**Task**
Beneath this instruction is a block of data; output from it exactly the lines that run from the one containing "positive clicks: (285, 148) (287, 141)" through the one containing "box: [692, 138, 972, 551]", inclusive.

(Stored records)
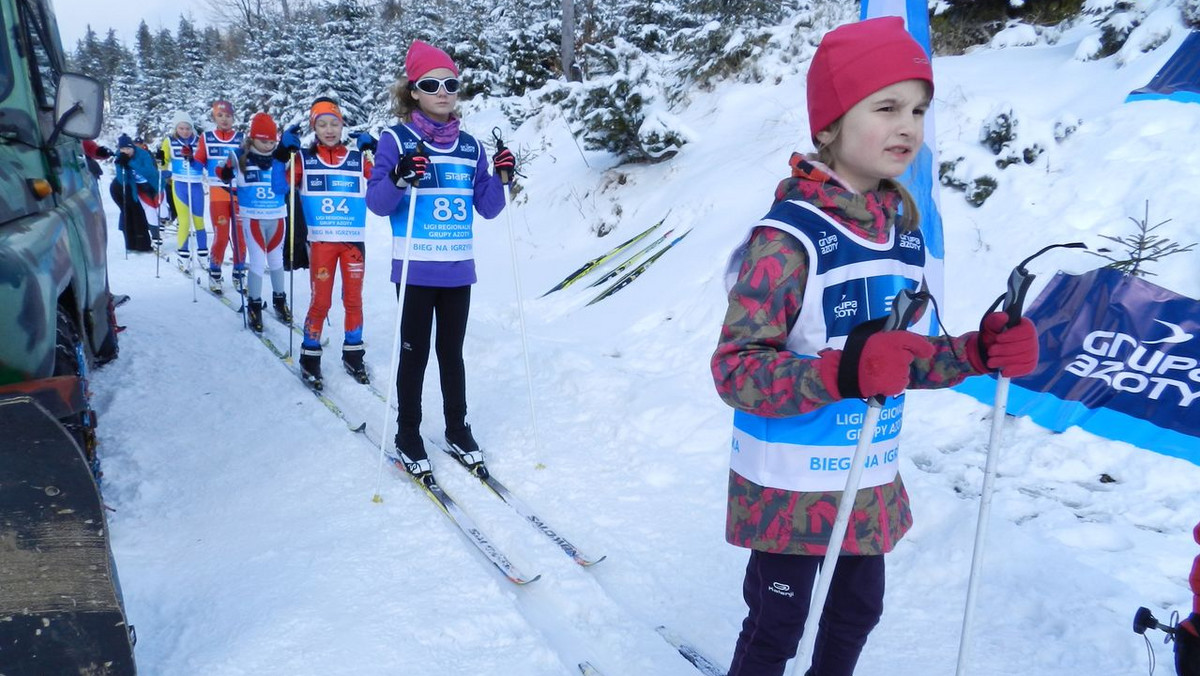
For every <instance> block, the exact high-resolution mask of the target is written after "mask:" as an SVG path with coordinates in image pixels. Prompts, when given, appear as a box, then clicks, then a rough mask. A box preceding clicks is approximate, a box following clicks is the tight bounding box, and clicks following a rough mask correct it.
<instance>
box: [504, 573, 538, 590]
mask: <svg viewBox="0 0 1200 676" xmlns="http://www.w3.org/2000/svg"><path fill="white" fill-rule="evenodd" d="M508 578H509V580H510V581H511V582H512V584H514V585H521V586H522V587H523V586H526V585H528V584H532V582H536V581H538V580H541V573H539V574H536V575H534V576H533V578H518V576H516V575H509V576H508Z"/></svg>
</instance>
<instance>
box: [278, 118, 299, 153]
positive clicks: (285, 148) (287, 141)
mask: <svg viewBox="0 0 1200 676" xmlns="http://www.w3.org/2000/svg"><path fill="white" fill-rule="evenodd" d="M280 148H282V149H283V150H287V152H288V155H290V154H293V152H298V151H299V150H300V125H292V126H290V127H288V128H286V130H283V136H282V137H280Z"/></svg>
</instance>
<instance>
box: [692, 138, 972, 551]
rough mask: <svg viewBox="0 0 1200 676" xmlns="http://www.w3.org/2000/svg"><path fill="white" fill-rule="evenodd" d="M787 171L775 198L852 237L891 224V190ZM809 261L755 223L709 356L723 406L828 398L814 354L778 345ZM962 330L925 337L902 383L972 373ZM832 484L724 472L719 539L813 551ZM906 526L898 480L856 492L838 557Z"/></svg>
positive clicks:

**Exercise result**
positive clicks: (285, 148) (287, 141)
mask: <svg viewBox="0 0 1200 676" xmlns="http://www.w3.org/2000/svg"><path fill="white" fill-rule="evenodd" d="M280 148H282V149H283V150H287V152H288V155H290V154H293V152H298V151H299V150H300V125H292V126H290V127H288V128H286V130H283V136H282V137H280Z"/></svg>
</instance>
<instance>
box: [692, 138, 972, 551]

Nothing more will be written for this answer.